- _Document excerpt_:
If your dbms supports window functions, you can use the row_number difference to assign the same group to consecutive values (which are the same) in one column. After assigning the groups, it is easy to sum the values for each group.
select col1,sum(col2)
from (select t.*,
row_number() over(order by someid)
- row_number() over(partition by col1 order by someid) as grp
from tablename t
) x
group by col1,grp
Replace tablename, col1,col2,someid with the appropriate column names. someid should be the column to be ordered by.
I'm trying to achieve the following "rank" result given the original dataset composed by the column ID and CODE.
id code rank
1 A 1
2 A 1
3 A 1
4 B 2
5 B 2
6 C 3
7 C 3
8 C 3
9 A 4
10 A 4
Using the RANK_DENSE instruction over the CODE column i get the following result (with the A code getting the same rank value also after "the break" between the rows)
id code rank
1 A 1
2 A 1
3 A 1
4 B 2
5 B 2
6 C 3
7 C 3
8 C 3
9 A 1
10 A 1
Is it possible to achieve the results as shown in the first (example) table, with the A code changing rank when there is a separation between the group formed by id: 1-2-3 and the one formed by id: 9-10 without using a cursor?

- _Recorded information_:
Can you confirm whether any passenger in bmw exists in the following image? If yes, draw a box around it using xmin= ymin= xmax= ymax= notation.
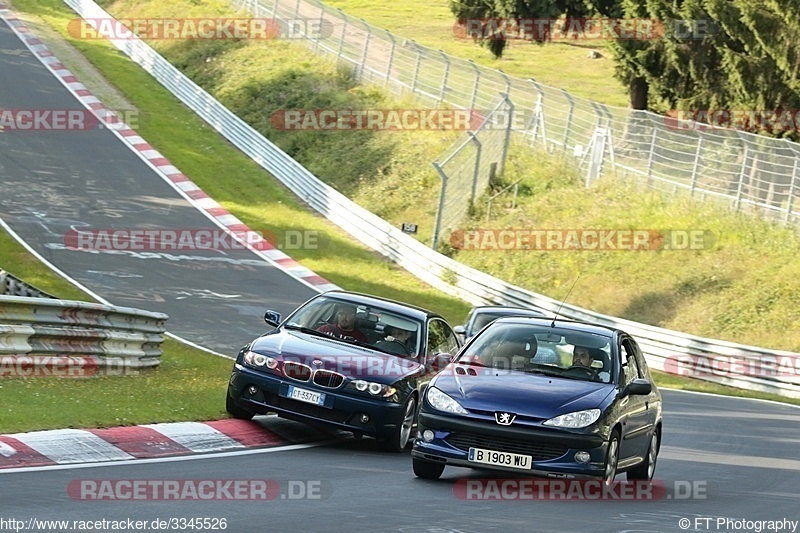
xmin=317 ymin=304 xmax=369 ymax=342
xmin=375 ymin=326 xmax=415 ymax=357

- _Challenge_: Print the passage of the SQL excerpt on grouping consecutive values that starts at "select col1,sum(col2)" and ends at "ID and CODE.".

- _In response_:
select col1,sum(col2)
from (select t.*,
row_number() over(order by someid)
- row_number() over(partition by col1 order by someid) as grp
from tablename t
) x
group by col1,grp
Replace tablename, col1,col2,someid with the appropriate column names. someid should be the column to be ordered by.
I'm trying to achieve the following "rank" result given the original dataset composed by the column ID and CODE.